Do this
Could you lay out the data, from its start through the line containing "[[26, 362], [64, 358], [518, 328], [593, 327]]", as a two-column CSV with the headers instruction and response? Use one row per instruction, paired with its answer, and put each value in a single quoted field with any line breaks turned into spaces.

Input material

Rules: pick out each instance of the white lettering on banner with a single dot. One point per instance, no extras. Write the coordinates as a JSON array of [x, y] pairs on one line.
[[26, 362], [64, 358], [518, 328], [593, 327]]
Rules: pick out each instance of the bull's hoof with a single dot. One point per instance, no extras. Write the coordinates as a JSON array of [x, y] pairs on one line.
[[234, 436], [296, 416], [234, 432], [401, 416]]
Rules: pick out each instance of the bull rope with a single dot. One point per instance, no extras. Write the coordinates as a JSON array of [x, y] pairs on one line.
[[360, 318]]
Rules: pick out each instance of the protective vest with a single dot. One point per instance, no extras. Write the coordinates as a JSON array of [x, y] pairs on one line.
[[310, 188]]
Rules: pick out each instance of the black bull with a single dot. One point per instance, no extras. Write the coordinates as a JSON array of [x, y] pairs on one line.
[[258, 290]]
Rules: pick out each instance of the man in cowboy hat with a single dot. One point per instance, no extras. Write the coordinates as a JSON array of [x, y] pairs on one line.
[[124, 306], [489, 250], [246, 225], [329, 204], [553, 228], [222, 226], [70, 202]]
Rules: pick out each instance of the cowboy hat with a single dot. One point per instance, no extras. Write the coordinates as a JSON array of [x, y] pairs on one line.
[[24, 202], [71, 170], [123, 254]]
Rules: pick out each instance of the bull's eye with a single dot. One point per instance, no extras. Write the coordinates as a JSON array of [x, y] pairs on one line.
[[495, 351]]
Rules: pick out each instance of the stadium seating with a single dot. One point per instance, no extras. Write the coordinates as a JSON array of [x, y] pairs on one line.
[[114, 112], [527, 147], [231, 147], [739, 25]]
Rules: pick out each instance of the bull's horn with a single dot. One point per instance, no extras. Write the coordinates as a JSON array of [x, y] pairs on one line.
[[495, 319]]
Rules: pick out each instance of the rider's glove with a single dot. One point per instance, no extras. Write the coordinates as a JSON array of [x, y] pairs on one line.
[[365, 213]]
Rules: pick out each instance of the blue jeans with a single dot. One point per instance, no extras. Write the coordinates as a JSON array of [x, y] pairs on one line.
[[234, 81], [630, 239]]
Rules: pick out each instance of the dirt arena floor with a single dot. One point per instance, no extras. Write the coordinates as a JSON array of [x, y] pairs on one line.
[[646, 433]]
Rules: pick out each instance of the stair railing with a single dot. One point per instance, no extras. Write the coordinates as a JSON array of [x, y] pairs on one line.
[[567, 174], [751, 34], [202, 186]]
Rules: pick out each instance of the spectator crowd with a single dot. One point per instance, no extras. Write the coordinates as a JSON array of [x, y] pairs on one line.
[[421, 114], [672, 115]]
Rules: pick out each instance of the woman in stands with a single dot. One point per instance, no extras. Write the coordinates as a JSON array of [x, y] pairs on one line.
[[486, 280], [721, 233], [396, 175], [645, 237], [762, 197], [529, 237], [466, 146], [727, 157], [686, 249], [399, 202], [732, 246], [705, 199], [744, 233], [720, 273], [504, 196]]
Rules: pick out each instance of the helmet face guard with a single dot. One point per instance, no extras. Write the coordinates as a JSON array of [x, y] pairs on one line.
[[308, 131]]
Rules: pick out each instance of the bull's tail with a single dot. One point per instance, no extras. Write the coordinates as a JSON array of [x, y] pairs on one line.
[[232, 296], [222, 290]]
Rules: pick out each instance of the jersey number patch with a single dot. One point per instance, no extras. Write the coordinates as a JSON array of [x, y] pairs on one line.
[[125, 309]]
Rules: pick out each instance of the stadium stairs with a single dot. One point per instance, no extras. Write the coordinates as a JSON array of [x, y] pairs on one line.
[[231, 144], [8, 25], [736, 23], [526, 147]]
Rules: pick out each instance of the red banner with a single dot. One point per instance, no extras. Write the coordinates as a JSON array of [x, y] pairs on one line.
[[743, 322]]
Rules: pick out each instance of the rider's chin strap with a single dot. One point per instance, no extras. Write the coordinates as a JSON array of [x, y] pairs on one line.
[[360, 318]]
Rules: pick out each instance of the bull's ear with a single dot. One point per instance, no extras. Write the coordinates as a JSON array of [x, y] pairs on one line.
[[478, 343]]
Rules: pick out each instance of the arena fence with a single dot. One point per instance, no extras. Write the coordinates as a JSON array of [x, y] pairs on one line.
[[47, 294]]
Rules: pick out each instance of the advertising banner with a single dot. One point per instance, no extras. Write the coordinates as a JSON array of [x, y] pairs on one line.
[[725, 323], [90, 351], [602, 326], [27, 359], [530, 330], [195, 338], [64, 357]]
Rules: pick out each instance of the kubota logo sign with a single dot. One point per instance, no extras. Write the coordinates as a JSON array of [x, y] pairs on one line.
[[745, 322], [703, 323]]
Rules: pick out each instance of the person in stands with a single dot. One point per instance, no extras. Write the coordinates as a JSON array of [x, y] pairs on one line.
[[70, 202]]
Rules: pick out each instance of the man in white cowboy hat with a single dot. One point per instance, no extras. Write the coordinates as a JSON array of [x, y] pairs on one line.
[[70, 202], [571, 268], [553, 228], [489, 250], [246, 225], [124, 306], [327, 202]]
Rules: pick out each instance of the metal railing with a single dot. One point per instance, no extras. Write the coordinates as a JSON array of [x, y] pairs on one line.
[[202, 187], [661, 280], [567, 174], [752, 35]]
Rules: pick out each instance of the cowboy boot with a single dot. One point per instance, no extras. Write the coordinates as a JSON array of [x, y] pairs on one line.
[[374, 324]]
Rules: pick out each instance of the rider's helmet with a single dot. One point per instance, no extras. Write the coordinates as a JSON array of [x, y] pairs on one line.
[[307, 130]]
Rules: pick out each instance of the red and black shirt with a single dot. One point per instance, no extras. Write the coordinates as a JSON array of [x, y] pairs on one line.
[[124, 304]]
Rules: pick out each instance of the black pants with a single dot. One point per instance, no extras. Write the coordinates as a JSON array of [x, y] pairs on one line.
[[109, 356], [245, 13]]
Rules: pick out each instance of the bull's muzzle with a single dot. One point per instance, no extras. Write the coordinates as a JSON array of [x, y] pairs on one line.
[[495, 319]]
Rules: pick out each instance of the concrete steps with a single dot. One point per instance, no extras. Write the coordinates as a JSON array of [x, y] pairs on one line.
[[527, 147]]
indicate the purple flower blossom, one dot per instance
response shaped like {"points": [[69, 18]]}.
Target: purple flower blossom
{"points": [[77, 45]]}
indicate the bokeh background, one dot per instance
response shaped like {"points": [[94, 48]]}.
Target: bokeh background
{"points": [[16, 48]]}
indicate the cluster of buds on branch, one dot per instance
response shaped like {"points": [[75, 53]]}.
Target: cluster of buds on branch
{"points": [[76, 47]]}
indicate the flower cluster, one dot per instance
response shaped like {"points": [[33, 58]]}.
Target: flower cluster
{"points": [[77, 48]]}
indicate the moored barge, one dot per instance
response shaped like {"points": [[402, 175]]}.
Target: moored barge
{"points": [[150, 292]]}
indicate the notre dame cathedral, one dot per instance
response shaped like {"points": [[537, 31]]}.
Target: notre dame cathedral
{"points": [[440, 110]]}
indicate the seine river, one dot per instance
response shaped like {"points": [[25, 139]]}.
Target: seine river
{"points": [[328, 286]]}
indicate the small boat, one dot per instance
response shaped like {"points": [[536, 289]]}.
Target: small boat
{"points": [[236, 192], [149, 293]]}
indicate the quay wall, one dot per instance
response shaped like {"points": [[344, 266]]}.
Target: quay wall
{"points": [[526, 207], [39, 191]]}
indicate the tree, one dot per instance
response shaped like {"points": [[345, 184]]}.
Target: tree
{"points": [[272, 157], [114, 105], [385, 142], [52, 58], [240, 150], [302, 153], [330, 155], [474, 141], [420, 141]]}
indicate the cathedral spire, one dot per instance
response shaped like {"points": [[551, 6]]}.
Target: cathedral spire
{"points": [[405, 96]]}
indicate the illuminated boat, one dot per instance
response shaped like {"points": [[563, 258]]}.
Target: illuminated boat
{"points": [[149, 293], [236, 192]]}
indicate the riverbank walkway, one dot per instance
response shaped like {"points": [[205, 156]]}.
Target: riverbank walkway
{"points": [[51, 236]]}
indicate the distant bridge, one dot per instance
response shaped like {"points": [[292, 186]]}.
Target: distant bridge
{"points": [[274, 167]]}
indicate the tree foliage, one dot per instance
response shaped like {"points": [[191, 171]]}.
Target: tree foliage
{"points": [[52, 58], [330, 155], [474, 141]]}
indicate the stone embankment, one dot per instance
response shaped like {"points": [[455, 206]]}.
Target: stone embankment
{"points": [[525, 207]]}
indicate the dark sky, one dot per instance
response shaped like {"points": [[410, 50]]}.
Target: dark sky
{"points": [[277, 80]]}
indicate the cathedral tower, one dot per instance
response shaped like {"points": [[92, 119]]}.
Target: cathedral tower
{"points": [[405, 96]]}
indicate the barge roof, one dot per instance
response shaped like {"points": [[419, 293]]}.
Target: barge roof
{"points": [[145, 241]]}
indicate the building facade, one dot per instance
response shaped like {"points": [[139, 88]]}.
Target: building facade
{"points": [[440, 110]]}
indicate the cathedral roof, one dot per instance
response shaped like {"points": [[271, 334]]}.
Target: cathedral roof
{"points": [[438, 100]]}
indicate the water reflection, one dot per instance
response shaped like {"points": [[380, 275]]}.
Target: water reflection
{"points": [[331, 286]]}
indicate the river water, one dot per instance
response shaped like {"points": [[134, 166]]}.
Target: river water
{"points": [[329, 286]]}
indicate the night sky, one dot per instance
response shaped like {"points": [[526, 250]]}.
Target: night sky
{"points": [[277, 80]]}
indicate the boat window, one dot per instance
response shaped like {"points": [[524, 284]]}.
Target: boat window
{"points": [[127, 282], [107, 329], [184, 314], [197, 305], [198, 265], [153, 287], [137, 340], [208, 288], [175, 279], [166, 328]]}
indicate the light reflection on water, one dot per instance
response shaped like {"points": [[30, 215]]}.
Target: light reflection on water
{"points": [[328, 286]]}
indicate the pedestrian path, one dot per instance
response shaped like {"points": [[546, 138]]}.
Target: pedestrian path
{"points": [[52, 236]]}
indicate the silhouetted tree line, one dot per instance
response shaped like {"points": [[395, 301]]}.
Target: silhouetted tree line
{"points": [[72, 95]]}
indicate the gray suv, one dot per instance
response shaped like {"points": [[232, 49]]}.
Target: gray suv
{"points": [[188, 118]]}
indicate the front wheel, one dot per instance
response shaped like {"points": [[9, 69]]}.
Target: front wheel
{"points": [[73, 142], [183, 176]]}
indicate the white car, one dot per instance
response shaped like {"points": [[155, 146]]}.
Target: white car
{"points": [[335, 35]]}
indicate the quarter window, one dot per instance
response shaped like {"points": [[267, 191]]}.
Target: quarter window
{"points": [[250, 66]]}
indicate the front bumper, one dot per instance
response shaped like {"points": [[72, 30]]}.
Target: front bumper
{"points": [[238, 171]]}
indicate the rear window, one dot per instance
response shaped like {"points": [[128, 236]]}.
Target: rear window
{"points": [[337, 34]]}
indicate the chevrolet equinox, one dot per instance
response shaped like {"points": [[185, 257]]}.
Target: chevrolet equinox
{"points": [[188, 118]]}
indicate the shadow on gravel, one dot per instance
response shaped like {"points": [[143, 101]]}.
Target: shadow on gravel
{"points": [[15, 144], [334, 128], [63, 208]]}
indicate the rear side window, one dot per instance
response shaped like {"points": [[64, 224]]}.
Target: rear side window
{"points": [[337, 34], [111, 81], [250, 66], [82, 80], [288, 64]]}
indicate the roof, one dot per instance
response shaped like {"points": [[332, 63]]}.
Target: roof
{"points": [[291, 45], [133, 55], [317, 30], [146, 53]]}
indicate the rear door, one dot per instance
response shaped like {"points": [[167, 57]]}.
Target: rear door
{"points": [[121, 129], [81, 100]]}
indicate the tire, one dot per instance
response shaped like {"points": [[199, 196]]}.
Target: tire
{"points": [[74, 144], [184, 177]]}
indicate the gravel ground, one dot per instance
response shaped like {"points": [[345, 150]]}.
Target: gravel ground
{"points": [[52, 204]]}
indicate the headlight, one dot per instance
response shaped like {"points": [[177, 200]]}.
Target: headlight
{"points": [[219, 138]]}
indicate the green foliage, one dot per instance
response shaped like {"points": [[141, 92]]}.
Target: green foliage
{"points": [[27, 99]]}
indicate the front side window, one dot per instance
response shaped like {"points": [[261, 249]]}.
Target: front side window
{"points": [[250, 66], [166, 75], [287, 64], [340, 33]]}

Task result
instruction,response
"Rules: pick out each instance of the white lettering on banner with a single dot. One point per instance, no extras. Write the coordinates as a JSON array of [x, y] pairs on one line.","[[26, 362], [64, 358], [518, 328], [593, 327]]"